Raw records:
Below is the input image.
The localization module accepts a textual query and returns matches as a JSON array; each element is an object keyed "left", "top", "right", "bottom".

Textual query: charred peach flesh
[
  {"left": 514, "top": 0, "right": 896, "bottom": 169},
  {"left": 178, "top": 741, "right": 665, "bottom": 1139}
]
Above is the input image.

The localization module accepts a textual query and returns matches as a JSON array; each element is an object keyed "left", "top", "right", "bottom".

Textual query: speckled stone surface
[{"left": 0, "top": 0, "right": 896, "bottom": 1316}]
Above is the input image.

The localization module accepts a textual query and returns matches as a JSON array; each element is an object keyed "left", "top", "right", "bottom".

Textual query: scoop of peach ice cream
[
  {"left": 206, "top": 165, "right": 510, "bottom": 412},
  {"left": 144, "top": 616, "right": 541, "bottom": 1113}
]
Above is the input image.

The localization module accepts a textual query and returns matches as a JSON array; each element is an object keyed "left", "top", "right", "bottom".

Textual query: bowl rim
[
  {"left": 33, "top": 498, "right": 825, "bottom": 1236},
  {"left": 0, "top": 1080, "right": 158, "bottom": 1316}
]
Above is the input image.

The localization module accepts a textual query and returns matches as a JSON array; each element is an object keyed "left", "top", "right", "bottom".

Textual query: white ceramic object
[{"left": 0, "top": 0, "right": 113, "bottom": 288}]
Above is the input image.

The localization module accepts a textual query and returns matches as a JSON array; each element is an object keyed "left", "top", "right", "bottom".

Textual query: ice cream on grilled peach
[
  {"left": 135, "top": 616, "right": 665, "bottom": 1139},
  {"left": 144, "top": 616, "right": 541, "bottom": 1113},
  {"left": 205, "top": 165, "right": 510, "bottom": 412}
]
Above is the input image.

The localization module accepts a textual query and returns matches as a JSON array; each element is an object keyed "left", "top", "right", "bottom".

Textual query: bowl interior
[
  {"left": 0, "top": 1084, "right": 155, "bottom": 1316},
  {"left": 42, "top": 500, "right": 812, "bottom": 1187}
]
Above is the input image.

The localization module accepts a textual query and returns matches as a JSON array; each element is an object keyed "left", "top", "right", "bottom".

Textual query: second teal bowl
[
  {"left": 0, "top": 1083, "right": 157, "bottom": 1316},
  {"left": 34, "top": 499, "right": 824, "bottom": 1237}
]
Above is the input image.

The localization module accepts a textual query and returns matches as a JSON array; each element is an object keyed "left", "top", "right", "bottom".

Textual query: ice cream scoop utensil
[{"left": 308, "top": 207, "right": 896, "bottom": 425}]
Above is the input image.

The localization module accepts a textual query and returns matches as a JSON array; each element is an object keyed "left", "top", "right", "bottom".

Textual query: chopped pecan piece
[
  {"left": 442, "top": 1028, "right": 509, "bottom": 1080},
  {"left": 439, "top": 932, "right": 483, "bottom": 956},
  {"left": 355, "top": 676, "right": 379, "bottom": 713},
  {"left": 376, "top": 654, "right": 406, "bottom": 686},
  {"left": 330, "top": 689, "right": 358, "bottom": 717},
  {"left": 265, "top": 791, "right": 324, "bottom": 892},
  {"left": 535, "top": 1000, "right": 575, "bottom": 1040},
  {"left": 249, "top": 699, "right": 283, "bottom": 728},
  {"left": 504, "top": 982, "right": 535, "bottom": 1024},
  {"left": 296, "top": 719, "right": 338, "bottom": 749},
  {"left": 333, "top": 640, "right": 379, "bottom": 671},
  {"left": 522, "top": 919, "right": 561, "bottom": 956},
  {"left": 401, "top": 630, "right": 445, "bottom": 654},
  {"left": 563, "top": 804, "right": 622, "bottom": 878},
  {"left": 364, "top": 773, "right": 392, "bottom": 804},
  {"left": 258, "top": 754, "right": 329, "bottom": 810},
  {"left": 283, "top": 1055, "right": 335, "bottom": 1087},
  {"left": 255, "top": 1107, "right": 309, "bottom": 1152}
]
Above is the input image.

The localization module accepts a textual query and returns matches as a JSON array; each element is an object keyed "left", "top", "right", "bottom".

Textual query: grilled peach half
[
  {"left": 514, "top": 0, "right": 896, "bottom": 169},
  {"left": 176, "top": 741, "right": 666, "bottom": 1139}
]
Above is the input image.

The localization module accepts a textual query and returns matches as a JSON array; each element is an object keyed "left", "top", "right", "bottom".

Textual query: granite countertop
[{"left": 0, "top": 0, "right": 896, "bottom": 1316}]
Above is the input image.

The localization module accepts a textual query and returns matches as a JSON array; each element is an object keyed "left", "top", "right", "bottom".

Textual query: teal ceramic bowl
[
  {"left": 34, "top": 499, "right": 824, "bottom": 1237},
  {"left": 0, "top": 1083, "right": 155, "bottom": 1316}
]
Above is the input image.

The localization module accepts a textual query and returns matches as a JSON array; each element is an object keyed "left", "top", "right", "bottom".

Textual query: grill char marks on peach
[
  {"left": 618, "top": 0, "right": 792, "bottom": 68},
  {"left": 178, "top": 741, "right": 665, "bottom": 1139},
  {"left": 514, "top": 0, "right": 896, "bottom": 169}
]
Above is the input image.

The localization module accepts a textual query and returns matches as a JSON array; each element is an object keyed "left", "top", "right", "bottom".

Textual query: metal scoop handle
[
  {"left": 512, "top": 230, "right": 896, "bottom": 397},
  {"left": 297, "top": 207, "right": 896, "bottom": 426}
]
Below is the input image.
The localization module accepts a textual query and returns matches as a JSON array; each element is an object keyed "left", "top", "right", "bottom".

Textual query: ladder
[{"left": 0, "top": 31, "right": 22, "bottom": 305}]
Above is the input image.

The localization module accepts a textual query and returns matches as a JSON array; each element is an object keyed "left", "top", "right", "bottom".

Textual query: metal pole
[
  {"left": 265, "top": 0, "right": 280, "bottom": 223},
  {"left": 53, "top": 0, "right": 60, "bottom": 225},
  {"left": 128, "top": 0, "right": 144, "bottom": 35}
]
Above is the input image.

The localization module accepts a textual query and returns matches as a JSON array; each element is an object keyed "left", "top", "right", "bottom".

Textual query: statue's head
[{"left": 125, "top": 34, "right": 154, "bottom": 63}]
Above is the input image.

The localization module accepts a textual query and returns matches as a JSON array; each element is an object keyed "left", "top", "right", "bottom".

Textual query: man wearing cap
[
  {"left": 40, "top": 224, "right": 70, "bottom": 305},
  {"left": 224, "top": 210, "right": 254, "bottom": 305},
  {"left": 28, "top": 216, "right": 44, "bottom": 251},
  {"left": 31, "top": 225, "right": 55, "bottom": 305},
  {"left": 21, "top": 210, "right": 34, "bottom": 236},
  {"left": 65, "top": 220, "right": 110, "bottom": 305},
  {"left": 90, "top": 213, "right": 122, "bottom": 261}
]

— Given problem —
Count the lines in the records above that contain the string "cream". Reply with the number alone.

— Written response —
3